# Aim of the exercise
Transcribe every record that appears below, exactly and in full.

----

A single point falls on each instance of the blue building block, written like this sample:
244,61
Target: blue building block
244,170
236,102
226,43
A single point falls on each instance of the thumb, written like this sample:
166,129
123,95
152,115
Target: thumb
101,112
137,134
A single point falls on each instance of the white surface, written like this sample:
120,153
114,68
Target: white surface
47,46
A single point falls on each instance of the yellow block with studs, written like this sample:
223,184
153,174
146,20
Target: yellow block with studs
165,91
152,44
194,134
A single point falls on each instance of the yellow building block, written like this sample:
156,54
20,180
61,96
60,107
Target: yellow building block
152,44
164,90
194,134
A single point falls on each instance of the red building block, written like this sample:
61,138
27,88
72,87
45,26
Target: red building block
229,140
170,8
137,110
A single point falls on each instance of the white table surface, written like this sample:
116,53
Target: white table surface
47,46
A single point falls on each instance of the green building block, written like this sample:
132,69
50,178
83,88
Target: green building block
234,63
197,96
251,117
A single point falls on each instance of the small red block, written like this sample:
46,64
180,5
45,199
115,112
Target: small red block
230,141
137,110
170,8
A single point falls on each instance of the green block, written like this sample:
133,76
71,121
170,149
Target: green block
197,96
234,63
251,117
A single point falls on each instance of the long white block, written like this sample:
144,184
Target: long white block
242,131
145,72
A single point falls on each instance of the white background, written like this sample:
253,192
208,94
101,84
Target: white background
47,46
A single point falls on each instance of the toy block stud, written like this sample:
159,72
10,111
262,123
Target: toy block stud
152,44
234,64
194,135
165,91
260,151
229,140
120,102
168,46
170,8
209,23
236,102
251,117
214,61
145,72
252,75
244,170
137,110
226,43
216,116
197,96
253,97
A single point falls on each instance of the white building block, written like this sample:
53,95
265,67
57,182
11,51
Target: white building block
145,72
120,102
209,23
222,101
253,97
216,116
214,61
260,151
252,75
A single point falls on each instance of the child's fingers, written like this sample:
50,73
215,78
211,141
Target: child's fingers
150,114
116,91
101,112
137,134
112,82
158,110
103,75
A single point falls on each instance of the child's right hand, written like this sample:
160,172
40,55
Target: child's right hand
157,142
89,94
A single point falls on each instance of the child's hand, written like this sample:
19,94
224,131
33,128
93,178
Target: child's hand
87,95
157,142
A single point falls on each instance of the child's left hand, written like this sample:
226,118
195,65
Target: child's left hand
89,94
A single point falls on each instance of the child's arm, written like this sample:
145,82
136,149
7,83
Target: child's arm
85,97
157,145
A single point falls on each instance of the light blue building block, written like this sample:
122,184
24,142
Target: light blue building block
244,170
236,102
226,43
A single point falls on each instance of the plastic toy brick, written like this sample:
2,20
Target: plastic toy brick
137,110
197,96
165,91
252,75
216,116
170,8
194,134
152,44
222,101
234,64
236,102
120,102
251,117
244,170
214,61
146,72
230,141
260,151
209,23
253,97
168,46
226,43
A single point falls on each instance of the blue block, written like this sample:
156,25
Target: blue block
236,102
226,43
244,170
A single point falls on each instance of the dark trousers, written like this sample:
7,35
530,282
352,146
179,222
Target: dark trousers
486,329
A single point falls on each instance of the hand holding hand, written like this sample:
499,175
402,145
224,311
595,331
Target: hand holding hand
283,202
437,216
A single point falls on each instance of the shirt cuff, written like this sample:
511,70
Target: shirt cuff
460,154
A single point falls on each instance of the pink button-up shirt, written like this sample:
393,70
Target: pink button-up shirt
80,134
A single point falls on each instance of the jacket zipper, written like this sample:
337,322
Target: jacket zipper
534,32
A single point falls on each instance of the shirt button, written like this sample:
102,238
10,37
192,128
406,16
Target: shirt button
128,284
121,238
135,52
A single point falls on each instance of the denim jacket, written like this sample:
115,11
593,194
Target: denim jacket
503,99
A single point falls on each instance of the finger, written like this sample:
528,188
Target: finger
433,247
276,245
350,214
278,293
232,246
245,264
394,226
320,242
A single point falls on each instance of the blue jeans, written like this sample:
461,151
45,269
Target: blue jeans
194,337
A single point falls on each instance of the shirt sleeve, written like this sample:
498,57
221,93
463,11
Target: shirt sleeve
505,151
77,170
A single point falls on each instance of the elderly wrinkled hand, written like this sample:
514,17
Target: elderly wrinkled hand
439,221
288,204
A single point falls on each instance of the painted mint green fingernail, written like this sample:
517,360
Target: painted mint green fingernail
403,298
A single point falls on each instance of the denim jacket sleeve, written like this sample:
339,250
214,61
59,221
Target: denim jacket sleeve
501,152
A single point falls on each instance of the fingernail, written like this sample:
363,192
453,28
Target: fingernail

----

# Task answer
A single point falls on each instance of the blue building block, written like this sample:
244,61
Target: blue building block
244,170
236,102
226,43
A single point falls on each instance of the thumb, written like this sample:
166,129
123,95
152,115
Target: thumb
101,112
137,134
A single point falls on each instance of the white surface, written like this sample:
120,153
114,68
Target: white surface
47,46
A single point falls on each instance of the yellow block with studs, written like this sample:
223,184
153,174
146,20
Target: yellow block with studs
165,91
152,44
194,134
A single point falls on each instance of the yellow building block, written like this sample:
156,54
20,180
61,96
60,107
Target: yellow building block
152,44
164,90
194,134
A single point falls on each instance of the red building block, written like this sample:
61,138
27,88
72,87
45,26
Target: red building block
229,140
170,8
137,110
A single point falls on each instance of the white table surface, written like this sample:
116,53
Target: white table surface
47,46
A single point falls on each instance of the green building block, written like this sample:
132,69
50,178
83,88
Target: green building block
234,63
197,96
251,117
A single point falls on each instance of the small red block, written like this sample:
46,64
180,5
45,199
115,112
Target: small red block
230,141
137,110
170,8
A single point falls on each instance of the green block, written like this sample:
133,76
71,121
170,149
Target: green block
197,96
234,63
251,117
A single point falls on each instance of the long white block, written like this sample:
144,184
Target: long white block
242,131
145,72
A single point falls on each instance of the white background, written like this sample:
253,192
208,94
101,84
Target: white background
47,46
A single point falls on each instance of the toy block stud, written like this sample:
159,72
10,111
262,123
Target: toy block stud
152,44
234,64
194,135
165,91
260,151
229,140
120,102
168,46
170,8
209,23
236,102
251,117
214,61
145,72
252,75
244,170
137,110
226,43
216,116
197,96
253,97
A single point falls on each instance of the white building block, written like this sample:
53,95
265,67
57,182
11,51
Target: white building block
145,72
120,102
209,23
222,101
253,97
216,116
214,61
260,151
252,75
A single point falls on each instance of the child's fingers, written like this sample:
50,73
215,78
211,141
Target: child's fingers
150,114
116,91
101,112
137,134
112,82
158,110
103,75
A single point falls on each instance of the child's right hand, written like this sample:
160,172
40,55
Target: child's right hand
157,142
89,94
A single point falls on each instance of the child's hand, written like this sample:
19,94
224,131
33,128
93,178
Target: child's hand
87,95
157,142
A single point falls on each instance of the child's left hand, written like this sample:
226,118
195,65
Target: child's left hand
89,94
A single point falls on each instance of the child's arm, written like this sample:
145,82
136,149
7,83
Target: child's arm
85,97
157,145
A single point falls on each instance of the light blue building block, written like this sample:
122,184
24,142
Target: light blue building block
244,170
236,102
226,43
A single point falls on each instance of the plastic toy brick, written like this sample:
2,20
Target: plastic toy brick
137,110
197,96
165,91
252,75
216,116
170,8
194,134
152,44
222,101
234,64
236,102
120,102
251,117
244,170
214,61
146,72
230,141
260,151
209,23
253,97
168,46
226,43
A single point falls on each instance of the blue block, written like this sample:
156,25
Target: blue block
236,102
226,43
244,170
A single point falls on each instance of the dark trousers, written like this sample:
7,35
530,282
352,146
179,222
Target: dark trousers
486,329
A single point falls on each instance of the hand holding hand, written like this sample:
499,175
402,145
224,311
595,331
Target: hand holding hand
283,202
437,216
A single point falls on each instance of the shirt cuff, written like this sample:
511,70
Target: shirt cuff
460,154
A single point falls on each instance of the pink button-up shirt, written like this sample:
393,70
Target: pink button-up shirt
80,134
A single point falls on each instance of the jacket zipper, written like this sample:
337,322
Target: jacket zipper
534,32
A single point falls on each instance of the shirt button, written like this sample:
102,238
10,37
192,128
406,16
Target: shirt button
128,284
121,238
135,52
A single point falls on each instance of the denim jacket, written like this sample:
115,11
593,194
Target: denim jacket
503,99
A single point falls on each instance of the finger, written like this sample:
528,188
Target: finger
433,247
276,245
350,214
278,293
232,246
245,264
394,226
320,242
A single point falls on each instance of the blue jeans, written like this sample:
461,151
45,269
Target: blue jeans
194,337
A single point falls on each instance of the shirt sleeve, written like this sample:
498,57
221,93
463,11
Target: shirt sleeve
505,151
77,170
A single point falls on each instance of the elderly wrinkled hand, written like this sample:
514,17
Target: elderly wrinkled hand
439,221
288,204
A single point falls on each instance of the painted mint green fingernail, written like this sample:
517,360
Target: painted mint green fingernail
403,298
A single point falls on each instance of the denim jacket sleeve, written like this sample:
339,250
214,61
59,221
Target: denim jacket sleeve
501,152
A single point falls on each instance of the fingernail, written like this sample:
363,192
453,28
Target: fingernail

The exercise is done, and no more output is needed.